-- start Supplied records --
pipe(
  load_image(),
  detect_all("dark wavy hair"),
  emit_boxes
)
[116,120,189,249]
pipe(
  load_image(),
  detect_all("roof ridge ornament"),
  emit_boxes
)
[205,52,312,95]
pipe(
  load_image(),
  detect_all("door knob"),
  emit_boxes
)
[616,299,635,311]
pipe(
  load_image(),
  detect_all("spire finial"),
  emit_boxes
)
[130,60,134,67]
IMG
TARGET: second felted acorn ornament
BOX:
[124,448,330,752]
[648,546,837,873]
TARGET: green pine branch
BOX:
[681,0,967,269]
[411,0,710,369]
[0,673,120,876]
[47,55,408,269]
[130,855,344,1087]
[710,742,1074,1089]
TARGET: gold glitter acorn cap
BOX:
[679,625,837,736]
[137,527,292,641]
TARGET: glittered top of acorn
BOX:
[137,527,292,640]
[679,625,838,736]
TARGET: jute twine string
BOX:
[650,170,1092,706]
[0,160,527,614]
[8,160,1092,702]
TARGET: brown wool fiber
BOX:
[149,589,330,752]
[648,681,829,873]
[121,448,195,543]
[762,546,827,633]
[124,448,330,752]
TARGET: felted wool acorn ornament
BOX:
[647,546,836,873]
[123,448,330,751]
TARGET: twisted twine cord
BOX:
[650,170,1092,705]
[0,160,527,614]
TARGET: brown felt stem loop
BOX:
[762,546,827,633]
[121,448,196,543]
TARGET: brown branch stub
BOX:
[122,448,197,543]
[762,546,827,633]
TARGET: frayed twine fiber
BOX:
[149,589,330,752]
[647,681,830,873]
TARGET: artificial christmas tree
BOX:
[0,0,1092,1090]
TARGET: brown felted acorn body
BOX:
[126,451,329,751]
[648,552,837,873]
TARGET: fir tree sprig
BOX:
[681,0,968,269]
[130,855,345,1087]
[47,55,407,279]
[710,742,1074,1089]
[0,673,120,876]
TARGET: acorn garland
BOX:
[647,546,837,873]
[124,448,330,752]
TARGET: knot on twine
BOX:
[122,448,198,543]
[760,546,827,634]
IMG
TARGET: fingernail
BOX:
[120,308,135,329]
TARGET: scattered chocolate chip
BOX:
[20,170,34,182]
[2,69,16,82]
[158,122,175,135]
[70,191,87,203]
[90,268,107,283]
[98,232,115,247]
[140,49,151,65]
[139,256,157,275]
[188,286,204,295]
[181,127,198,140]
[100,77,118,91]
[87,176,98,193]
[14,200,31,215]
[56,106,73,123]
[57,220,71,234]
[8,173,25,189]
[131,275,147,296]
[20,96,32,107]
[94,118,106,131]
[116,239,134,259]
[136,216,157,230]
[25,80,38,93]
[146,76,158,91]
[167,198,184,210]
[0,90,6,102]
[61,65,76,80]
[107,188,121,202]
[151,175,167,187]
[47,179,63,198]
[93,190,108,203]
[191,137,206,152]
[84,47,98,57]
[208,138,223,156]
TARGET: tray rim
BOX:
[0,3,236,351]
-- end Supplied records --
Problem to work on
Nothing in the data may differ; print all of it exactly as written.

Final answer
pipe(
  load_image(),
  detect_all("dark wavy hair"),
  emit_boxes
)
[116,120,189,249]
pipe(
  load_image(),
  detect_all("roof ridge ornament"),
  emit_boxes
)
[205,52,312,95]
pipe(
  load_image(),
  detect_all("door knob"),
  emit_boxes
)
[616,299,635,311]
pipe(
  load_image(),
  detect_all("spire finial"),
  emit_boxes
)
[130,60,134,67]
IMG
TARGET: second felted acorn ornament
BOX:
[124,448,330,752]
[648,546,837,873]
TARGET: green pine branch
BOX:
[681,0,967,269]
[411,0,710,369]
[0,673,120,876]
[47,55,408,269]
[130,855,344,1087]
[710,742,1074,1089]
TARGET: gold glitter acorn cap
BOX:
[679,625,837,736]
[137,527,292,641]
TARGET: glittered top of acorn
BOX:
[137,527,292,640]
[679,625,838,736]
TARGET: jute twine string
BOX:
[650,170,1092,706]
[0,160,527,614]
[8,160,1092,702]
TARGET: brown wool fiber
BOX:
[149,589,330,752]
[648,681,829,873]
[121,448,195,543]
[762,546,827,633]
[124,448,330,752]
TARGET: felted wool acorn ornament
BOX:
[647,546,836,873]
[123,448,330,751]
TARGET: twisted twine cord
BOX:
[650,170,1092,705]
[0,160,527,614]
TARGET: brown felt stem loop
BOX:
[762,546,827,633]
[121,448,196,543]
TARGET: brown branch stub
BOX:
[122,448,197,543]
[762,546,827,633]
TARGET: frayed twine fiber
BOX:
[149,589,330,752]
[647,681,830,873]
TARGET: artificial christmas tree
BOX:
[0,0,1092,1090]
TARGET: brown felted acorn body
BOX:
[126,451,329,751]
[648,552,837,873]
TARGET: fir tree sprig
BOX:
[681,0,968,269]
[130,855,345,1087]
[47,55,407,279]
[710,742,1074,1089]
[0,673,120,876]
TARGET: acorn garland
BOX:
[647,546,837,873]
[124,448,330,752]
TARGET: knot on twine
BOX:
[122,448,198,543]
[760,546,827,634]
IMG
TARGET: fingernail
BOX:
[120,308,135,329]
TARGET: scattered chocolate chip
BOX:
[20,170,34,182]
[2,69,16,82]
[158,122,175,135]
[70,191,87,203]
[90,268,107,283]
[98,232,115,247]
[140,49,151,65]
[139,256,157,275]
[188,286,204,295]
[181,127,198,140]
[100,77,118,91]
[87,176,98,193]
[14,200,31,215]
[56,106,73,123]
[57,220,71,234]
[8,173,25,189]
[131,275,147,296]
[20,96,32,107]
[94,118,106,131]
[116,239,134,259]
[136,216,157,230]
[25,80,38,93]
[146,76,158,91]
[167,198,184,210]
[0,90,6,102]
[61,65,76,80]
[107,188,121,202]
[151,175,167,187]
[47,179,63,198]
[93,190,108,203]
[191,137,206,152]
[84,47,98,57]
[208,138,223,156]
TARGET: tray rim
BOX:
[0,3,236,351]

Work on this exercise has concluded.